--- begin Data supplied ---
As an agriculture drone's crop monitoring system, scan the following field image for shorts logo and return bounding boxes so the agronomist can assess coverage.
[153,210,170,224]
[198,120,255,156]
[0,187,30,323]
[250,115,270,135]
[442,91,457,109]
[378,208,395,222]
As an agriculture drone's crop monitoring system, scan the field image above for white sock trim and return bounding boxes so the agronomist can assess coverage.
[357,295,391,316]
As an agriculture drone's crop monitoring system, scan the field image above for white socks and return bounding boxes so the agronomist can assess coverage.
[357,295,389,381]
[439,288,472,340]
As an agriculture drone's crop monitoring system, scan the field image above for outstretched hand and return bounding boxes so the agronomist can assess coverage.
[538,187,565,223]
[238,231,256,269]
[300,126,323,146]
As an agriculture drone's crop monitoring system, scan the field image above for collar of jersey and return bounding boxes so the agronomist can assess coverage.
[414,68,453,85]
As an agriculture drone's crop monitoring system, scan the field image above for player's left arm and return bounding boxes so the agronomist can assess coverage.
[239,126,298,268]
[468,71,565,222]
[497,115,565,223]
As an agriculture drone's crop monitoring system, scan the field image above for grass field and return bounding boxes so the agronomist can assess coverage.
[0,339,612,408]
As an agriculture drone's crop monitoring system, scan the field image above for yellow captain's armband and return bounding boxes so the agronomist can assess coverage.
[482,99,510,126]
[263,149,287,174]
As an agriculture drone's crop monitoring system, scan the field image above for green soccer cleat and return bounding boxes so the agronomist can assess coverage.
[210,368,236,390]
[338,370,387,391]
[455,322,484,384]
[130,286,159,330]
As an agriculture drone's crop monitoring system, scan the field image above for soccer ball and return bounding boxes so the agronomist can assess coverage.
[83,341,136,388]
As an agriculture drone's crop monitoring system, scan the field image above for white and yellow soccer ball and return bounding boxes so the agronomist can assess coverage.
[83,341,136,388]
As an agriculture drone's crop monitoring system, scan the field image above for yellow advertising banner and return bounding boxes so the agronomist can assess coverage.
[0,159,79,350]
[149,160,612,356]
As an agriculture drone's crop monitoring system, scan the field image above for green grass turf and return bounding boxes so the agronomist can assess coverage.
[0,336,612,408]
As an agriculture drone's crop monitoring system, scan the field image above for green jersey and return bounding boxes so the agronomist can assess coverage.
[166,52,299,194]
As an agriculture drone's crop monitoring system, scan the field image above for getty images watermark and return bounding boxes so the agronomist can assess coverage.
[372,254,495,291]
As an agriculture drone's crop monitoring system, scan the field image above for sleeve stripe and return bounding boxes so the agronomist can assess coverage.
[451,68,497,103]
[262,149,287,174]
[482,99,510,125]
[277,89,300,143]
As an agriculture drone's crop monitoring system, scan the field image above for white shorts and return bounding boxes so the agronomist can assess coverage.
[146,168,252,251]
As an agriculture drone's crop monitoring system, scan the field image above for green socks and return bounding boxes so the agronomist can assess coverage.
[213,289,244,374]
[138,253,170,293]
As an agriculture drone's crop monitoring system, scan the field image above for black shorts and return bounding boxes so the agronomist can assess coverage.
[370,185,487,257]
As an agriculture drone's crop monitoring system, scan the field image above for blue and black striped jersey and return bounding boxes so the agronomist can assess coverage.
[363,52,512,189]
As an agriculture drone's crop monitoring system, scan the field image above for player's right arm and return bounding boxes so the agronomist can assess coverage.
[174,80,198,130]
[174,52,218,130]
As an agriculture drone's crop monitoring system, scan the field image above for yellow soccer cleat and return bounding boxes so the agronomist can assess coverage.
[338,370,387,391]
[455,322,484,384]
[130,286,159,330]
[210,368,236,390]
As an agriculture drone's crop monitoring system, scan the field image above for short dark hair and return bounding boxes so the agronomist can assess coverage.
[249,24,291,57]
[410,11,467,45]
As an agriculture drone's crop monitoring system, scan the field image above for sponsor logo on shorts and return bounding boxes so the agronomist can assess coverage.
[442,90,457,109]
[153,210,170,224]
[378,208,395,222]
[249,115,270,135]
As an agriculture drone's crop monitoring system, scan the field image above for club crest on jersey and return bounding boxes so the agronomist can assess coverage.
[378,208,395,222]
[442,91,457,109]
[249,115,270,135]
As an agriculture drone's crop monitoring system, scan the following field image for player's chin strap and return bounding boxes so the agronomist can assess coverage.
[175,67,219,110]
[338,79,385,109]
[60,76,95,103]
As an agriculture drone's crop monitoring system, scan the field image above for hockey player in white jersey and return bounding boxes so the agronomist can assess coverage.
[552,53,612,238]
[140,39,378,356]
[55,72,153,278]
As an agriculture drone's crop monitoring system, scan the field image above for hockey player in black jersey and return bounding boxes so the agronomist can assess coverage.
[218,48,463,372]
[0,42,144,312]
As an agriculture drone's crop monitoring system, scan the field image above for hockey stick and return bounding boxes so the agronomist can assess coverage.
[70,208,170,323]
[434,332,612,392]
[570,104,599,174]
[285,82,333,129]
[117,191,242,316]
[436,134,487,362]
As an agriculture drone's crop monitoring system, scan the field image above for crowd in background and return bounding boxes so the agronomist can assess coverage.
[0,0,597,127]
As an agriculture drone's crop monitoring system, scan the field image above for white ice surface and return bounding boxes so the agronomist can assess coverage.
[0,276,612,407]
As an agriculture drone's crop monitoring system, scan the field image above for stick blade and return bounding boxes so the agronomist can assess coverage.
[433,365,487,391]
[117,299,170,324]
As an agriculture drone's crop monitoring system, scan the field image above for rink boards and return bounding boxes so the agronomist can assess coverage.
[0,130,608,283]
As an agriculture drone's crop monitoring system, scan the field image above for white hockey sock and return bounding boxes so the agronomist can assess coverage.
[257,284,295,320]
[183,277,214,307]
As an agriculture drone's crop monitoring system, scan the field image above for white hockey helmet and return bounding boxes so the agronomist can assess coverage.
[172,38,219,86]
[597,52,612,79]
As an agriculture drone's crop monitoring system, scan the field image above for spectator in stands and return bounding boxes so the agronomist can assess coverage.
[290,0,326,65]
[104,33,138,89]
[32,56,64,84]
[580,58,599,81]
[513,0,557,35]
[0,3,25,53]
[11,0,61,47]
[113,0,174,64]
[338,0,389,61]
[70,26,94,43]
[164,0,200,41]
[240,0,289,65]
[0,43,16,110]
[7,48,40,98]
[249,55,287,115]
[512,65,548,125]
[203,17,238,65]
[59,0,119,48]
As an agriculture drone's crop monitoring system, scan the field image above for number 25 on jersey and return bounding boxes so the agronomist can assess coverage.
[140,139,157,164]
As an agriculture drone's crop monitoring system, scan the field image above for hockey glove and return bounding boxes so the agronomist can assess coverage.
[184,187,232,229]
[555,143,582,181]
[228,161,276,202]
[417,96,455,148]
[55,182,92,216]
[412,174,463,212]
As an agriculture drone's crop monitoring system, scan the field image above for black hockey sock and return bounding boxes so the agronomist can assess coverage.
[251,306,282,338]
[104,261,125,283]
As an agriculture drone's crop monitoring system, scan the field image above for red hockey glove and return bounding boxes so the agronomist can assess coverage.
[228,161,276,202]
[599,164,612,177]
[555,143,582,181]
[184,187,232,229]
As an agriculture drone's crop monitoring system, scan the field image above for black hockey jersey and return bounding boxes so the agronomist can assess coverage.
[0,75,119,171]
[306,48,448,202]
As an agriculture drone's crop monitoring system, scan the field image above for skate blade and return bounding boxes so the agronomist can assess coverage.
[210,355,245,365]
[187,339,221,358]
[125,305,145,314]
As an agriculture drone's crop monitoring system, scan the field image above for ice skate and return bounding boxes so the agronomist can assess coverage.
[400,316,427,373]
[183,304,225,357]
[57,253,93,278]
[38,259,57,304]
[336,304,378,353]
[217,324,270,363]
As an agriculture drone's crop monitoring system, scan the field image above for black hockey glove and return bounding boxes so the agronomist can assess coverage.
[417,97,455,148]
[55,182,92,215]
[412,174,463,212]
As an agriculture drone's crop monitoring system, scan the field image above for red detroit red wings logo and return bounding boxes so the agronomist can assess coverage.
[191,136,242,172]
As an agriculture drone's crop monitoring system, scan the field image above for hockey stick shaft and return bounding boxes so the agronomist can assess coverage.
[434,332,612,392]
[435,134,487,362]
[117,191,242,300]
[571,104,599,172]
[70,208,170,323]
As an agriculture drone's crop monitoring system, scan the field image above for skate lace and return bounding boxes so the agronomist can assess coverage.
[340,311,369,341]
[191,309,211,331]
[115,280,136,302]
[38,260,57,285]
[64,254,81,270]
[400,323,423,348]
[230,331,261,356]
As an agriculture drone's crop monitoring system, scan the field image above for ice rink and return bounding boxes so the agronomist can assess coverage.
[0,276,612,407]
--- end Data supplied ---
- Direction -
Reproduce the records above verbatim, from the first line through the line that contains "[439,288,472,340]".

- Exercise solution -
As an agriculture drone's crop monitoring system, scan the following field image for shorts logo and return bounding boxes so the agronomist can assess coverage.
[153,210,170,224]
[198,120,255,156]
[0,187,30,323]
[250,115,270,135]
[442,91,457,109]
[378,208,395,222]
As an agriculture drone's crop monitoring system, scan the field image above for white sock trim and return bounding boxes so the agronomist can assess coverage.
[357,295,391,316]
As an agriculture drone's crop monitoring system, scan the field image above for white socks and return bounding boxes so the agronomist can assess coverage.
[357,295,389,381]
[439,288,472,340]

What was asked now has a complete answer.